DOCUMENT TEXT:
_____

W3C home > Mailing lists > Public > www-style@w3.org > August 2005

Solving the alpha images and background-color problem

From: Emrah BASKAYA <emrahbaskaya@hesido.com>
Date: Sat, 13 Aug 2005 03:18:43 +0300
To: "www-style.w3.org" <www-style@w3.org>
Message-ID: <op.sve65h0i8nstxa@lomarnona>

Summary: We most definitely need a way to make sure transparent images  
look right when they are loaded, which means we make sure the  
background-color is altered or set to transparent on image load, but some  
of us also want to make sure the content is accessible if the image is not  
loaded / before it can be loaded.

Solution:
A new background-color value that tells us which color value to switch to  
when image is loaded:

onimageload(color-value)

Examples:
a)
{
background-image: url(foo.png);
background-color: red onimageload(transparent);
}

Sets the bg color to transparent when foo.png loads.

b)

_____

DATASET EXCERPTS:
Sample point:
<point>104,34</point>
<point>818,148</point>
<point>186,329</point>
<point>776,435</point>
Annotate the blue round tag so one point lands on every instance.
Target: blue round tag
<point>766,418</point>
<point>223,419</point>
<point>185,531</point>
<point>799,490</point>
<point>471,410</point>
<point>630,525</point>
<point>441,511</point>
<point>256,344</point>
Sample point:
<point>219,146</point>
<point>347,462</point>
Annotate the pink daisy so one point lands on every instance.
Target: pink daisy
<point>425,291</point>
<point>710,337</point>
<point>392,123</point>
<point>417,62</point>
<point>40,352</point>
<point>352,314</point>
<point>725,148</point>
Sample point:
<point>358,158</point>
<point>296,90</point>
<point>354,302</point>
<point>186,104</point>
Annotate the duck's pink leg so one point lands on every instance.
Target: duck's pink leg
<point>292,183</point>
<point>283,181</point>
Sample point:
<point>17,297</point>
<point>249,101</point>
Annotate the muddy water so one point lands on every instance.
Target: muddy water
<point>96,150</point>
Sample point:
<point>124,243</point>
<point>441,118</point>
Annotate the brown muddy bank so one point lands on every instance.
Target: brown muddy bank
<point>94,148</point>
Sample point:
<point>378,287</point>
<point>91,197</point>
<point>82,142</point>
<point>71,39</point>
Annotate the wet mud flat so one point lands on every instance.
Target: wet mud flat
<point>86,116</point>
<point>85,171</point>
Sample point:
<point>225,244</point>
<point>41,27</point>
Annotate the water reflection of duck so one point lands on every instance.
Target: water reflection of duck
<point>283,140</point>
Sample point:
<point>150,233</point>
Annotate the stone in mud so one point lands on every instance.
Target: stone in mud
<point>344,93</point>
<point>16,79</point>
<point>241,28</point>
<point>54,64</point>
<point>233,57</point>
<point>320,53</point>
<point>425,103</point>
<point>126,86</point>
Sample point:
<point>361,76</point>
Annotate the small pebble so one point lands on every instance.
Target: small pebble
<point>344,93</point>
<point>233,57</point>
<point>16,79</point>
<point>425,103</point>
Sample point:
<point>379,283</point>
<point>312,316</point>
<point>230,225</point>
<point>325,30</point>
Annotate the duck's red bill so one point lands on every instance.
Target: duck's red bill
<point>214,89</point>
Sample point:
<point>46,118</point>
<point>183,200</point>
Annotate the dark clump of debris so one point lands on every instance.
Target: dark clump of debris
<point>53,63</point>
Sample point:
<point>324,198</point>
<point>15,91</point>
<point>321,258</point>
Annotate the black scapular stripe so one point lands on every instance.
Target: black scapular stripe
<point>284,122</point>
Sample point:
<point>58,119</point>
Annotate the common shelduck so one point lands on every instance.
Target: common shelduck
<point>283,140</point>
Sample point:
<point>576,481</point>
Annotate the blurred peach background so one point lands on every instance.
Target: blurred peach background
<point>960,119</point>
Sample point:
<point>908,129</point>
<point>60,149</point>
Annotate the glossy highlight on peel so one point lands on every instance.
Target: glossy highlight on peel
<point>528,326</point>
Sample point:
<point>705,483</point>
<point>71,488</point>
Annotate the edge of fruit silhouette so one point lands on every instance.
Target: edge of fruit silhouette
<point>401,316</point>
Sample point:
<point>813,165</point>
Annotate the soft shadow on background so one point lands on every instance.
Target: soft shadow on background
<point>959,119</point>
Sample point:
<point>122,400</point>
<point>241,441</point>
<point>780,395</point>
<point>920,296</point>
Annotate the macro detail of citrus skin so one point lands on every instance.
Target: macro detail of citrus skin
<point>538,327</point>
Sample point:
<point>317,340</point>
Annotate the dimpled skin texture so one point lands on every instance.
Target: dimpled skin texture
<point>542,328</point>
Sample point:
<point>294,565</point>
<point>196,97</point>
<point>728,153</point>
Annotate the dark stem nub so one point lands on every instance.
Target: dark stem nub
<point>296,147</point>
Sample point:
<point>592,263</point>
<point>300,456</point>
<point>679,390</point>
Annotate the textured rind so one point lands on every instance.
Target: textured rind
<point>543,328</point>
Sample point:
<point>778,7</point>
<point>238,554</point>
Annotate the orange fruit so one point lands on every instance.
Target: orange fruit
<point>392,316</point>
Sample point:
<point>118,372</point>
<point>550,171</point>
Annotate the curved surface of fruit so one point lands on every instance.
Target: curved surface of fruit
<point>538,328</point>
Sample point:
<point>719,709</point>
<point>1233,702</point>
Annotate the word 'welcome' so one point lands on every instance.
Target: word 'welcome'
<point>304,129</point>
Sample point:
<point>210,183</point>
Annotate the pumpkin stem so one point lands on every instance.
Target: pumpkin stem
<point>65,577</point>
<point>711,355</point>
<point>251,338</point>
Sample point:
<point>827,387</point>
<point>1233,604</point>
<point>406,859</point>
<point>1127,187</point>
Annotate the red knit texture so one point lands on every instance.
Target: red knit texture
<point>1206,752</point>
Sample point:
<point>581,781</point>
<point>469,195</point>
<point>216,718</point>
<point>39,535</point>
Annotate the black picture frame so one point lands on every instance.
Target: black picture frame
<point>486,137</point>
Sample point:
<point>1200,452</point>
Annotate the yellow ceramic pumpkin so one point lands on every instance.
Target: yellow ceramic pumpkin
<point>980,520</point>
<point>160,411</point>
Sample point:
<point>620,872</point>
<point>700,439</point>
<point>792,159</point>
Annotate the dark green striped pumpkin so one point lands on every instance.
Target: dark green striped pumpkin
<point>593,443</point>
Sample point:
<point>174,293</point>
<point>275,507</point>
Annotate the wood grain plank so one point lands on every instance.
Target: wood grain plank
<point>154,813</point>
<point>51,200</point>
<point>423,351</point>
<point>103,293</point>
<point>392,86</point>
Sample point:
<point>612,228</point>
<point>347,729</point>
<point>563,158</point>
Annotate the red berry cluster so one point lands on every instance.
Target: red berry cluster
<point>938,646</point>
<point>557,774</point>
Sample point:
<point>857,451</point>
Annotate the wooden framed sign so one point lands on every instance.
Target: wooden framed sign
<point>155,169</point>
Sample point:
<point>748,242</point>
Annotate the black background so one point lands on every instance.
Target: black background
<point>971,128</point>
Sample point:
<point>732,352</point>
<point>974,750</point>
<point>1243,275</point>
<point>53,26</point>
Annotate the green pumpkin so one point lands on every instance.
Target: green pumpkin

_____

WHAT IS ASKED:
A: What name does the mailing-list message give the proposed new background-color value?
B: In the mailing-list message, rewrite the part that opens with the words containing "W3C home > Mailing" and closes with "can be loaded.", replacing "accessible" with "readable".
C: List every field name in the header of the mailing-list message.

ANSWERS BELOW:
A: onimageload(color-value)

B:
W3C home > Mailing lists > Public > www-style@w3.org > August 2005

Solving the alpha images and background-color problem

From: Emrah BASKAYA <emrahbaskaya@hesido.com>
Date: Sat, 13 Aug 2005 03:18:43 +0300
To: "www-style.w3.org" <www-style@w3.org>
Message-ID: <op.sve65h0i8nstxa@lomarnona>

Summary: We most definitely need a way to make sure transparent images  
look right when they are loaded, which means we make sure the  
background-color is altered or set to transparent on image load, but some  
of us also want to make sure the content is readable if the image is not  
loaded / before it can be loaded.

C: From, Date, To, Message-ID